-- Texte de lecture --
........

En caravane nationale, le réseau national des femmes syndicalistes du Sénégal a rencontré à Tambacounda leurs camarades pour un forum de Sensibilisation et vulgarisation de la convention 190 de la recommandation 206 de l’Organisation Internationale du travail (OIT). Un engagement qui vise l’élimination de la violence et le harcèlement dans le monde du travail.
Ces femmes syndicalistes dudit réseau ont profité de la présence massive de leurs sœurs, des autorités et autres responsables ou personnalité, pour faire une communication sur les voies et moyens afin que le Sénégal puisse ratifier ladite convention.
A travers des tee-shirts, des slogans tels » Stop à la violence et au harcèlement au travail », » Halte à la violence et au harcèlement en milieu du travail », la RENAFESS dit oui à la ratification de la C190 de l’OIT, la violence et le harcèlement au travail, une menace pour la sécurité, la santé et le bien être, éradiquons ensemble la violence et le harcèlement, entre autres.

........

-- Consigne 1 --
D'après le texte sur le forum de Tambacounda, quel est le but de l'engagement porté par la convention 190 de l'OIT ?
-- Consigne 2 --
Poursuivez le texte sur le forum de Tambacounda à partir de sa dernière phrase.
Les lignes de données ne jouent aucun rôle dans ce travail.

Données extraites d'une collection:
........

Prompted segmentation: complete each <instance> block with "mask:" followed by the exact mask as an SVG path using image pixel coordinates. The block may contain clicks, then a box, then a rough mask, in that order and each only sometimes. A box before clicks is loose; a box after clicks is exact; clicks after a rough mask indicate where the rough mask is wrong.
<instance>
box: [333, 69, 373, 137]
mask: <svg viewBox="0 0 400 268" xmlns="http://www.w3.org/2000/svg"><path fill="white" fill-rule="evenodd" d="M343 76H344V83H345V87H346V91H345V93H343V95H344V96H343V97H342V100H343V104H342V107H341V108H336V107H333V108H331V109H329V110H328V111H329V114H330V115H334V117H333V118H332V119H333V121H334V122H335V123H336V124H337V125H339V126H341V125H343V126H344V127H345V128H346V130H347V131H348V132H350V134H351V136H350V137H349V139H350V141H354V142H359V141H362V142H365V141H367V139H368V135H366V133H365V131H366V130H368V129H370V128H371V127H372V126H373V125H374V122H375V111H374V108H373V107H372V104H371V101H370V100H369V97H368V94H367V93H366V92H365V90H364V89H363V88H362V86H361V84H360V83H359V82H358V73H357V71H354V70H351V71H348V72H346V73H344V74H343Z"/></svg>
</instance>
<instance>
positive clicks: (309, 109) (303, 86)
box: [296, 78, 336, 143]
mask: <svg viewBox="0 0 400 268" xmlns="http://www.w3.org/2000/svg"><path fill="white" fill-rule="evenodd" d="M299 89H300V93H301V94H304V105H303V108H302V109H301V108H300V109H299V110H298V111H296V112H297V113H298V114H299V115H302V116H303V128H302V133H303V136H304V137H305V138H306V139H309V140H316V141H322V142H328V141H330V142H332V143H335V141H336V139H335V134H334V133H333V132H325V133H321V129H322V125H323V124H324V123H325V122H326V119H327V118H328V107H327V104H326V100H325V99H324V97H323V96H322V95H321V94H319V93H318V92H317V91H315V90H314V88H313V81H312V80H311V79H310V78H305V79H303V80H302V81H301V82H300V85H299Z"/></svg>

........

-- Résultat 1 --
Il vise l'élimination de la violence et du harcèlement dans le monde du travail.

-- Résultat 2 --
Pour madame Nafissa Samb, coordonnatrice du réseau national des femmes syndicalistes du Sénégal, cette caravane de sensibilisation et de vulgarisation est contenue dans un plan d’action ficelé par la structure. « Ce plaidoyer nous ne le portons pas uniquement avec les femmes. Mais c’est parce que quand on parle de violences et le harcèlement dans le monde, les femmes sont concernées, les hommes sont également concernés, les plus jeunes filles et les jeunes garçons aussi. Mais surtout la couche vulnérable. A savoir les femmes, les handicapés, les femmes domestiques ».
Pour madame Dieng Khady Badji dudit réseau, tous les jours, des cas de violences ou de harcèlement sont relayés par la presse ou dans les réseaux sociaux. Il faut porter le plaidoyer pour que le Chef de l’Etat puisse ratifier la convention 190 de la recommandation 206 de l’Organisation Internationale du travail (OIT).